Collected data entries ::
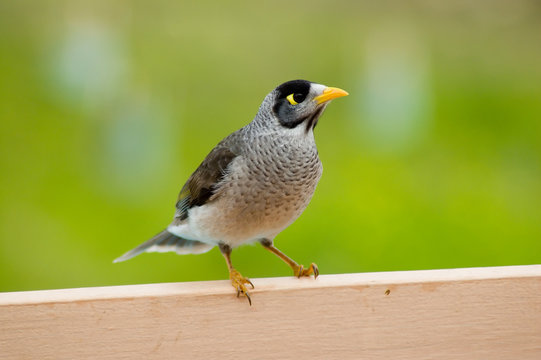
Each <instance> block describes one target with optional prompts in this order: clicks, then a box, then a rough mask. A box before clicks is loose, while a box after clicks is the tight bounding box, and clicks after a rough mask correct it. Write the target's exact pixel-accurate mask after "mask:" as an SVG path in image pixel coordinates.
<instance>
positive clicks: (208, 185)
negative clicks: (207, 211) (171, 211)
mask: <svg viewBox="0 0 541 360" xmlns="http://www.w3.org/2000/svg"><path fill="white" fill-rule="evenodd" d="M237 156H238V154H236V153H235V152H233V150H232V147H230V146H227V145H226V144H225V143H224V141H223V142H221V143H220V144H218V146H216V147H215V148H214V149H213V150H212V151H211V152H210V153H209V154H208V155H207V157H206V158H205V160H203V162H202V163H201V165H199V167H198V168H197V170H195V171H194V172H193V174H192V175H191V176H190V177H189V178H188V181H186V184H184V186H183V187H182V190H181V191H180V194H179V196H178V200H177V204H176V207H177V213H176V215H175V217H176V218H179V219H180V220H184V219H186V218H187V217H188V209H190V208H191V207H194V206H201V205H204V204H206V203H207V202H208V201H209V199H210V197H211V196H212V195H213V194H214V193H215V191H216V190H217V189H216V185H217V184H218V183H219V182H220V181H221V180H222V179H223V177H224V175H225V173H226V169H227V167H228V166H229V164H230V163H231V161H233V159H234V158H236V157H237Z"/></svg>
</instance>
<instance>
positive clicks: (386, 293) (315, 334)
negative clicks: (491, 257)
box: [0, 265, 541, 359]
mask: <svg viewBox="0 0 541 360" xmlns="http://www.w3.org/2000/svg"><path fill="white" fill-rule="evenodd" d="M253 282H254V284H255V286H256V289H255V290H253V292H252V300H253V306H251V307H250V306H248V304H247V302H246V300H245V299H237V298H236V297H235V295H234V292H233V289H232V288H231V286H230V285H229V282H228V281H210V282H192V283H170V284H150V285H131V286H115V287H101V288H81V289H67V290H48V291H30V292H15V293H1V294H0V324H1V325H0V358H1V359H170V358H175V359H243V358H244V359H541V265H532V266H511V267H494V268H472V269H453V270H429V271H407V272H388V273H365V274H345V275H323V276H320V277H319V278H318V279H317V280H313V279H295V278H265V279H254V280H253Z"/></svg>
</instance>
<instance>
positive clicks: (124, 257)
mask: <svg viewBox="0 0 541 360" xmlns="http://www.w3.org/2000/svg"><path fill="white" fill-rule="evenodd" d="M213 247H214V245H212V244H206V243H203V242H201V241H195V240H187V239H183V238H181V237H178V236H176V235H173V234H171V233H170V232H168V231H167V230H164V231H162V232H160V233H159V234H157V235H156V236H154V237H153V238H152V239H150V240H148V241H146V242H144V243H142V244H141V245H139V246H138V247H136V248H135V249H132V250H130V251H128V252H127V253H125V254H124V255H122V256H121V257H119V258H117V259H115V260H114V261H113V262H114V263H117V262H121V261H126V260H129V259H131V258H132V257H135V256H137V255H139V254H142V253H144V252H169V251H173V252H176V253H177V254H180V255H184V254H202V253H205V252H207V251H209V250H210V249H212V248H213Z"/></svg>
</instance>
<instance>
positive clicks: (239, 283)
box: [220, 244, 254, 305]
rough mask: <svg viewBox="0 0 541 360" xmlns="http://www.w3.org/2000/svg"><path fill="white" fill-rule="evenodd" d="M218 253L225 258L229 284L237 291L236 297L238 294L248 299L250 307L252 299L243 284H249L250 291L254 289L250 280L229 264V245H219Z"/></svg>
mask: <svg viewBox="0 0 541 360" xmlns="http://www.w3.org/2000/svg"><path fill="white" fill-rule="evenodd" d="M220 251H221V252H222V255H223V256H224V258H225V262H226V263H227V268H228V269H229V278H230V279H231V284H232V285H233V287H234V288H235V289H236V290H237V297H238V296H239V295H240V294H243V295H244V296H246V297H247V298H248V302H249V303H250V305H252V299H251V298H250V294H249V293H248V289H247V288H246V285H245V284H250V285H251V286H252V289H253V288H254V284H252V282H251V281H250V279H248V278H245V277H244V276H242V275H241V273H239V272H238V271H237V270H236V269H235V268H234V267H233V264H231V247H230V246H229V245H225V244H220Z"/></svg>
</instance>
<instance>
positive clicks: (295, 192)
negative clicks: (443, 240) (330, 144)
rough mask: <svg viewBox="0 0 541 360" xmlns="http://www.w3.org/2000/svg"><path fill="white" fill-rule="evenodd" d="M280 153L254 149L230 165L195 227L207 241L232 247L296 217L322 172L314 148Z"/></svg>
mask: <svg viewBox="0 0 541 360" xmlns="http://www.w3.org/2000/svg"><path fill="white" fill-rule="evenodd" d="M285 150H286V149H285V148H281V149H276V148H272V147H267V148H263V147H260V148H257V147H256V148H254V149H252V151H250V152H247V153H246V154H243V155H242V156H239V157H237V158H236V159H235V160H234V161H233V162H232V164H230V167H229V169H228V173H227V174H226V176H225V177H224V180H223V181H222V183H221V185H220V187H219V189H218V191H217V193H216V194H215V201H214V202H213V203H214V204H213V206H212V211H208V212H207V214H208V216H206V217H205V218H206V219H205V224H204V225H203V224H201V225H203V226H204V227H205V228H206V229H208V231H210V232H212V235H211V237H219V238H220V239H221V241H224V242H227V243H230V244H231V245H233V246H236V245H238V244H240V243H243V242H246V241H250V240H256V239H260V238H264V237H270V238H272V237H274V236H276V234H278V233H279V232H280V231H282V230H283V229H285V228H286V227H287V226H288V225H290V224H291V223H292V222H293V221H294V220H295V219H297V218H298V217H299V216H300V214H301V213H302V212H303V211H304V209H305V208H306V206H307V205H308V203H309V202H310V200H311V198H312V195H313V194H314V191H315V189H316V186H317V183H318V181H319V179H320V177H321V174H322V171H323V168H322V165H321V162H320V160H319V157H318V155H317V150H315V148H314V149H310V148H308V149H303V148H300V149H298V148H296V149H295V148H294V149H289V150H290V151H285ZM209 210H211V209H210V208H209Z"/></svg>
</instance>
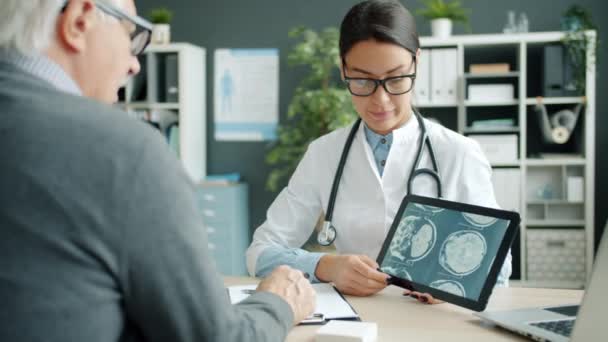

Work instructions ::
Put every line of the rows above into a JSON list of strings, one string per line, leaving out blank lines and the pictures.

Your solution ::
[
  "Each <instance> block describes one target with optional prompts in this order: clicks, then a box, then a rough mask. A box before clicks is loose, while a box after clicks is the tight bounding box, and clicks after a rough mask correct it. Write the target's exact pixel-accurate mask after \"mask:\" as an SVG path in image pixel coordinates.",
  "<instance>",
  "positive clicks: (208, 185)",
  "negative clicks: (207, 211) (171, 211)",
  "mask: <svg viewBox=\"0 0 541 360\" xmlns=\"http://www.w3.org/2000/svg\"><path fill=\"white\" fill-rule=\"evenodd\" d=\"M237 156H238V154H236V153H235V152H233V150H232V147H230V146H227V145H226V144H225V143H224V141H223V142H221V143H220V144H218V146H216V147H215V148H214V149H213V150H212V151H211V152H210V153H209V154H208V155H207V157H206V158H205V160H203V162H202V163H201V165H199V167H198V168H197V170H195V171H194V172H193V174H192V175H191V176H190V177H189V178H188V181H186V184H184V186H183V187H182V190H181V191H180V194H179V196H178V200H177V204H176V207H177V213H176V215H175V217H176V218H179V219H180V220H184V219H186V218H187V217H188V209H190V208H191V207H194V206H201V205H204V204H206V203H207V202H208V201H209V199H210V197H211V196H212V195H213V194H214V193H215V191H216V190H217V189H216V185H217V184H218V183H219V182H220V181H221V180H222V179H223V177H224V175H225V173H226V169H227V167H228V166H229V164H230V163H231V161H233V159H234V158H236V157H237Z\"/></svg>",
  "</instance>",
  "<instance>",
  "positive clicks: (386, 293) (315, 334)",
  "negative clicks: (491, 257)",
  "box: [0, 265, 541, 359]",
  "mask: <svg viewBox=\"0 0 541 360\" xmlns=\"http://www.w3.org/2000/svg\"><path fill=\"white\" fill-rule=\"evenodd\" d=\"M253 282H254V284H255V286H256V289H255V290H253V292H252V300H253V306H251V307H250V306H248V304H247V302H246V300H245V299H237V298H236V297H235V295H234V292H233V289H232V288H231V286H230V285H229V282H228V281H210V282H192V283H170V284H150V285H131V286H115V287H101V288H81V289H67V290H48V291H30V292H15V293H1V294H0V324H1V325H0V358H1V359H170V358H175V359H243V358H244V359H541V265H532V266H511V267H494V268H472V269H453V270H429V271H407V272H388V273H365V274H345V275H323V276H320V277H319V278H318V279H317V280H313V279H295V278H265V279H254V280H253Z\"/></svg>",
  "</instance>",
  "<instance>",
  "positive clicks: (124, 257)",
  "mask: <svg viewBox=\"0 0 541 360\" xmlns=\"http://www.w3.org/2000/svg\"><path fill=\"white\" fill-rule=\"evenodd\" d=\"M213 247H214V245H212V244H206V243H203V242H201V241H195V240H187V239H183V238H181V237H178V236H176V235H173V234H171V233H170V232H168V231H167V230H164V231H162V232H160V233H159V234H157V235H156V236H154V237H153V238H152V239H150V240H148V241H146V242H144V243H142V244H141V245H139V246H138V247H136V248H135V249H132V250H130V251H128V252H127V253H125V254H124V255H122V256H121V257H119V258H117V259H115V260H114V261H113V262H114V263H117V262H121V261H126V260H129V259H131V258H132V257H135V256H137V255H139V254H142V253H144V252H169V251H173V252H176V253H177V254H180V255H184V254H202V253H205V252H207V251H209V250H210V249H212V248H213Z\"/></svg>",
  "</instance>",
  "<instance>",
  "positive clicks: (239, 283)",
  "box: [220, 244, 254, 305]",
  "rough mask: <svg viewBox=\"0 0 541 360\" xmlns=\"http://www.w3.org/2000/svg\"><path fill=\"white\" fill-rule=\"evenodd\" d=\"M218 253L225 258L229 284L237 291L236 297L238 294L248 299L250 307L252 299L243 284H249L250 291L254 289L250 280L229 264V245H219Z\"/></svg>",
  "mask: <svg viewBox=\"0 0 541 360\" xmlns=\"http://www.w3.org/2000/svg\"><path fill=\"white\" fill-rule=\"evenodd\" d=\"M220 251H221V252H222V255H223V256H224V258H225V262H226V263H227V268H228V269H229V278H230V279H231V284H232V285H233V287H234V288H235V289H236V290H237V297H238V296H239V295H240V294H243V295H244V296H246V297H247V298H248V302H249V303H250V305H252V299H251V298H250V294H249V293H248V289H247V288H246V285H245V284H250V285H251V286H252V289H253V288H254V284H252V282H251V281H250V279H248V278H245V277H244V276H242V275H241V273H239V272H238V271H237V270H236V269H235V268H234V267H233V264H231V247H230V246H229V245H225V244H220Z\"/></svg>",
  "</instance>",
  "<instance>",
  "positive clicks: (295, 192)",
  "negative clicks: (443, 240) (330, 144)",
  "rough mask: <svg viewBox=\"0 0 541 360\" xmlns=\"http://www.w3.org/2000/svg\"><path fill=\"white\" fill-rule=\"evenodd\" d=\"M280 153L254 149L230 165L195 227L207 241L232 247L296 217L322 172L314 148Z\"/></svg>",
  "mask: <svg viewBox=\"0 0 541 360\" xmlns=\"http://www.w3.org/2000/svg\"><path fill=\"white\" fill-rule=\"evenodd\" d=\"M285 150H286V149H285V148H281V149H276V148H272V147H267V148H263V147H260V148H257V147H256V148H254V149H252V151H250V152H247V153H246V154H243V155H242V156H239V157H237V158H236V159H235V160H234V161H233V162H232V164H230V167H229V169H228V173H227V174H226V176H225V177H224V180H223V181H222V183H221V185H220V187H219V189H218V191H217V193H216V194H215V201H214V202H213V203H214V204H213V206H212V211H208V212H207V214H208V216H206V217H205V218H206V219H205V224H204V225H203V224H201V225H203V226H204V227H205V228H206V229H208V231H210V232H212V235H211V237H219V238H220V239H221V241H224V242H227V243H230V244H231V245H233V246H236V245H238V244H240V243H243V242H246V241H250V240H256V239H260V238H264V237H270V238H272V237H274V236H276V234H278V233H279V232H280V231H282V230H283V229H285V228H286V227H287V226H288V225H290V224H291V223H292V222H293V221H294V220H295V219H297V218H298V217H299V216H300V214H301V213H302V212H303V211H304V209H305V208H306V206H307V205H308V203H309V202H310V200H311V198H312V195H313V194H314V191H315V189H316V186H317V183H318V181H319V179H320V177H321V174H322V171H323V168H322V165H321V162H320V160H319V157H318V155H317V150H315V148H314V149H310V148H308V149H303V148H300V149H298V148H296V149H295V148H294V149H289V150H290V151H285ZM209 210H211V209H210V208H209Z\"/></svg>",
  "</instance>"
]